▶ **TASK TO CARRY OUT**: Copy every line of the material below word for word, with nothing added, dropped, or reordered.

▶ **INFORMATION SHOWN**:
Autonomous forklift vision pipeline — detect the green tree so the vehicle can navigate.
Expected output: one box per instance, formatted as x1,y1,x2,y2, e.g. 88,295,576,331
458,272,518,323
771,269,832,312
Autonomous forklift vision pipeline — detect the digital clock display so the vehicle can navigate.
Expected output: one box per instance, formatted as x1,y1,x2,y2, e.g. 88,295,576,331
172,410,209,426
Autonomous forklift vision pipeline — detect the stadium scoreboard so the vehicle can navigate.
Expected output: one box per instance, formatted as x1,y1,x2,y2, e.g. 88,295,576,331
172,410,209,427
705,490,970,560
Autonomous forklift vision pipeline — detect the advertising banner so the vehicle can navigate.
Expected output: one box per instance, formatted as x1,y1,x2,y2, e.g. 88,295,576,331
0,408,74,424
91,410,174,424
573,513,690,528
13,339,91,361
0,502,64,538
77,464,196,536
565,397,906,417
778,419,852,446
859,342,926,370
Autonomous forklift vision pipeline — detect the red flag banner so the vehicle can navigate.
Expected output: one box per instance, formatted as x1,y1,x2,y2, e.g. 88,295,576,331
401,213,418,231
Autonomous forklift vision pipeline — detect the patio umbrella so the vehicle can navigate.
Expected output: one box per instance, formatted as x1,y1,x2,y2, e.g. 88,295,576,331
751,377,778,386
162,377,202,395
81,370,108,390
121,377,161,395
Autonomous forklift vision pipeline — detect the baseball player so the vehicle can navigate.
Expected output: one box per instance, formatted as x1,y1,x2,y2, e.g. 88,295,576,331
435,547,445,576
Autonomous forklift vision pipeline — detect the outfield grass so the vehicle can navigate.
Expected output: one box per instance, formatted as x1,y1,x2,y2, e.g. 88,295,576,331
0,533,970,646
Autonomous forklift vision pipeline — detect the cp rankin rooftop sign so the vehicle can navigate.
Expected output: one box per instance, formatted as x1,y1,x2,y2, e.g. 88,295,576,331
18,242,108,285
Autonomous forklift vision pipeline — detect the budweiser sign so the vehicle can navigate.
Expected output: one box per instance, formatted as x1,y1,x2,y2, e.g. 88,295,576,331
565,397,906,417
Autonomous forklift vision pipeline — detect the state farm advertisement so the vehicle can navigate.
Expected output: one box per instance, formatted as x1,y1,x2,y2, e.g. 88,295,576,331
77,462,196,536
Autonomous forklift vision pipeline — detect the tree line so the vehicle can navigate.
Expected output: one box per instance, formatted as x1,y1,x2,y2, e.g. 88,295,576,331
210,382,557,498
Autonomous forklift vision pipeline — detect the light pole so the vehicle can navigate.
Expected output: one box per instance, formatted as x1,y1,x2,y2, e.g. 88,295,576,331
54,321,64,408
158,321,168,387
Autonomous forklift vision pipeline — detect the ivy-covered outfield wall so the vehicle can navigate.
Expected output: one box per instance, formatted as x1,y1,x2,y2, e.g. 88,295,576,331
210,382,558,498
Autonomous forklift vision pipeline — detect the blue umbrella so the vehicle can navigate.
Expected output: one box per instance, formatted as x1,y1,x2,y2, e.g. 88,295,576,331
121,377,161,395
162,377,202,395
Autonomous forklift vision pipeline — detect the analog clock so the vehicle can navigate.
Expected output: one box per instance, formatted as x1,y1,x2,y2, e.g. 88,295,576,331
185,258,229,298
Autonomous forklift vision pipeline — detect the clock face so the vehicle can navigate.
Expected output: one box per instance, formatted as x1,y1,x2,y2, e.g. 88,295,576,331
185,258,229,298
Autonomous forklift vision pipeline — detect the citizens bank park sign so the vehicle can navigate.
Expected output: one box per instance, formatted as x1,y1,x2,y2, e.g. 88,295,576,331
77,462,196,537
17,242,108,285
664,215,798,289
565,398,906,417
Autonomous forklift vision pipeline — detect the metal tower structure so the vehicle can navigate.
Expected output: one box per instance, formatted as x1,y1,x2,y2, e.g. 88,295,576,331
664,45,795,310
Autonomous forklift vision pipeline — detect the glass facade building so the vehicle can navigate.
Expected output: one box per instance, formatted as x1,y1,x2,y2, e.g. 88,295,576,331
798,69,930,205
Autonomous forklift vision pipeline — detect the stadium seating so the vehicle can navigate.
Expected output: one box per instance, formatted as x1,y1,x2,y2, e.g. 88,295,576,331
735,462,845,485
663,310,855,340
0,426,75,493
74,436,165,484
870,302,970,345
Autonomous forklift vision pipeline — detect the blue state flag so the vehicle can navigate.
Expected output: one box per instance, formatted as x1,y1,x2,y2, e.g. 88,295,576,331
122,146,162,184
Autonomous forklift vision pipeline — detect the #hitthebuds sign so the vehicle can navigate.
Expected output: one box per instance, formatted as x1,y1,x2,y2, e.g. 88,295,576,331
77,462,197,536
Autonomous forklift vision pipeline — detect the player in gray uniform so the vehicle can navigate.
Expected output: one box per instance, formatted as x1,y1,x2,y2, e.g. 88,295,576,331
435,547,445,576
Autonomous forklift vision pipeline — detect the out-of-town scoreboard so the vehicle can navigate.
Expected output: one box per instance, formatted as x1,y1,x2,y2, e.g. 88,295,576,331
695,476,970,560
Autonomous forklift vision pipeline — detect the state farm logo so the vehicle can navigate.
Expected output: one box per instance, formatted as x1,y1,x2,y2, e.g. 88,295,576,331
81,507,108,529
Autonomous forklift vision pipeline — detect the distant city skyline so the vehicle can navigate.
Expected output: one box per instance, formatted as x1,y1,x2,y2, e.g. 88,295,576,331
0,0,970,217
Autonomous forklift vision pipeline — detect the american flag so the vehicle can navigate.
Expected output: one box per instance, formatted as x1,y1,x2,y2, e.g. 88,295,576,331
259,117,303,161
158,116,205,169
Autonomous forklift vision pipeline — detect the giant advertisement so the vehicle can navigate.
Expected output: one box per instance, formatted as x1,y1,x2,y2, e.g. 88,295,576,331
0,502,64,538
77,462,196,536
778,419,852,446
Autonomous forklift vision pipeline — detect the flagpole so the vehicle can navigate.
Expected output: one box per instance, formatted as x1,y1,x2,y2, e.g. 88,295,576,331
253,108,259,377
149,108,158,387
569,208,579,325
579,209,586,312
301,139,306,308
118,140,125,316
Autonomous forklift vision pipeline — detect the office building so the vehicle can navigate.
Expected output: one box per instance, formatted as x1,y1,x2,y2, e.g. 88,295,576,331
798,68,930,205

▶ **RESULT**:
Autonomous forklift vision pipeline — detect the green tree so the vehicle can navigate.
Expected output: one box per instance, formatted as x1,y1,x2,y2, e.g. 88,295,576,331
458,272,518,323
771,269,832,312
Autonomous forklift vision pipeline — detect the digital clock display so the vehicle can navigate.
Expected output: one box per instance, formatted as x1,y1,x2,y2, e.g. 88,295,576,331
172,410,209,426
Autonomous forklift vision pipeline — detect the stadium scoreboard so the vehicle can navigate.
Expected output: one box per instance, formatted as x1,y1,x2,y2, e.g. 88,295,576,331
172,410,209,427
705,490,970,560
Autonomous forklift vision pipeline — detect the advertising banner so the vehicle can navigate.
Expected output: one box per instance, formatted as x1,y1,x2,y2, e.g. 88,295,576,331
0,408,74,424
91,410,174,424
573,513,690,528
13,339,91,361
0,502,64,538
77,464,196,536
565,397,906,417
778,419,852,446
859,342,926,370
Autonomous forklift vision pipeline — detect the red flag banner so the vehicle can navigate.
Expected output: one box per instance, formatted as x1,y1,x2,y2, e.g. 88,295,576,331
401,213,418,231
Autonomous forklift vision pipeline — detect the patio umbrella so the vehicle can navigate.
Expected output: one box per instance, formatted as x1,y1,x2,y2, e.g. 88,295,576,331
751,377,778,386
162,377,202,395
81,370,108,390
121,377,161,395
Autonomous forklift vision pipeline — detect the baseball player so the vehicle can navigate.
Expected output: one box per instance, formatted as x1,y1,x2,y2, e.g. 88,295,576,331
435,547,445,576
Autonomous forklift vision pipeline — detect the outfield grass so the vehicle can navigate.
Expected output: one box per instance, formatted as x1,y1,x2,y2, e.g. 88,295,576,331
0,533,970,646
Autonomous forklift vision pipeline — detect the cp rankin rooftop sign so the vehicle can navigate.
Expected output: one box per instance, formatted as x1,y1,x2,y2, e.g. 88,295,576,331
18,242,108,285
Autonomous forklift vision pipeline — detect the budweiser sign so the vehicle can navigate.
Expected output: one box per instance, formatted as x1,y1,x2,y2, e.g. 88,295,576,331
565,397,906,417
Autonomous forklift vision pipeline — detect the state farm advertisement so the vehicle can navigate.
Expected output: one box per instance, formatted as x1,y1,x2,y2, e.g. 88,295,576,331
77,462,196,536
Autonomous forklift vision pipeline — detect the tree line so the vehicle can navigate.
Expected output: one box per instance, formatted as x1,y1,x2,y2, e.g. 88,295,576,331
210,382,557,498
Autonomous forklift vision pipeline — detect the light pole so the vehicle can navigate.
Expected output: one box per instance, formatted as x1,y1,x2,y2, e.g. 88,295,576,331
54,321,64,408
158,321,168,387
Autonomous forklift vision pipeline — detect the ivy-covered outfield wall so the vehicle can navigate.
Expected output: one box per instance, formatted as x1,y1,x2,y2, e.g. 88,295,576,331
210,382,558,498
Autonomous forklift vision pipeline — detect the blue umbrella so the vehicle can navigate.
Expected output: one box per instance, formatted as x1,y1,x2,y2, e.g. 88,295,576,331
121,377,161,395
162,377,202,395
Autonomous forklift vision pipeline — detect the analog clock so the vehicle can navigate.
Expected output: one box per instance, formatted as x1,y1,x2,y2, e.g. 88,295,576,331
185,258,229,298
Autonomous forklift vision pipeline — detect the clock face so the vehicle can navigate.
Expected output: one box per instance, formatted as x1,y1,x2,y2, e.g. 88,295,576,331
185,258,229,298
Autonomous forklift vision pipeline — detect the citizens bank park sign so the vehicle can navigate.
Expected output: one box per instance, formatted as x1,y1,x2,y2, e.g. 88,295,576,331
77,462,196,537
17,242,108,285
664,215,798,289
565,398,906,417
Autonomous forklift vision pipeline — detect the metal tower structure so the vehicle can navigate.
Expected output: one box per instance, formatted as x1,y1,x2,y2, e.g. 88,295,576,331
664,45,795,310
Autonomous forklift vision pipeline — detect the glass facade building so the vehicle can navigate.
Expected output: one box per instance, formatted as x1,y1,x2,y2, e.g. 88,295,576,331
798,69,930,205
Autonomous forklift vision pipeline — detect the stadium seating so the vehicle can navigate.
Expected output: one box per instance, formatted as x1,y1,x2,y2, e.g. 88,295,576,331
735,462,845,485
663,310,855,340
0,426,75,493
74,436,165,484
870,302,970,345
Autonomous forklift vision pipeline — detect the blue state flag so the vehicle can navigate.
Expected output: one box per instance, formatted as x1,y1,x2,y2, e.g. 88,295,576,331
122,146,162,184
Autonomous forklift vision pipeline — detect the #hitthebuds sign so the vehicle can navigate.
Expected output: one box per instance, formatted as x1,y1,x2,y2, e.g. 88,295,576,331
77,462,197,536
Autonomous forklift vision pipeline — detect the player in gray uniform so the vehicle can navigate.
Expected output: one box per instance, formatted as x1,y1,x2,y2, e.g. 88,295,576,331
435,547,445,576
Autonomous forklift vision pipeline — detect the out-of-town scoreboard so the vehicle can navigate.
Expected output: one box per instance, formatted as x1,y1,x2,y2, e.g. 88,295,576,331
695,476,970,560
Autonomous forklift vision pipeline — detect the state farm logo so the vehicle can navigate.
Expected output: one box per instance, formatted as x1,y1,x2,y2, e.g. 88,295,576,331
81,507,108,529
Autonomous forklift vision pipeline — detect the distant city skyline so the vehicle can navigate.
Expected output: one box per instance, formatted as x1,y1,x2,y2, e.g. 88,295,576,331
0,0,970,217
Autonomous forklift vision pipeline — detect the american flag so the vehicle can navigate.
Expected output: one box per instance, formatted as x1,y1,x2,y2, e.g. 88,295,576,331
259,117,303,161
158,116,205,169
Autonomous forklift vision pipeline — detect the giant advertisement so the vehicle can navigate.
Expected output: one box per instance, formatted as x1,y1,x2,y2, e.g. 88,295,576,331
0,502,64,538
77,462,196,536
778,419,852,446
Autonomous forklift vision pipeline — detect the flagpole so the vehicle can navigate.
Expected output: one box per instance, formatted as x1,y1,x2,y2, e.g. 88,295,576,331
253,108,259,377
149,108,158,387
569,208,579,325
579,209,586,312
301,139,306,308
118,140,125,316
Autonomous forklift vision pipeline — detect the office building so the vehicle can navigate.
Expected output: one box per instance, formatted as x1,y1,x2,y2, e.g. 88,295,576,331
798,68,930,205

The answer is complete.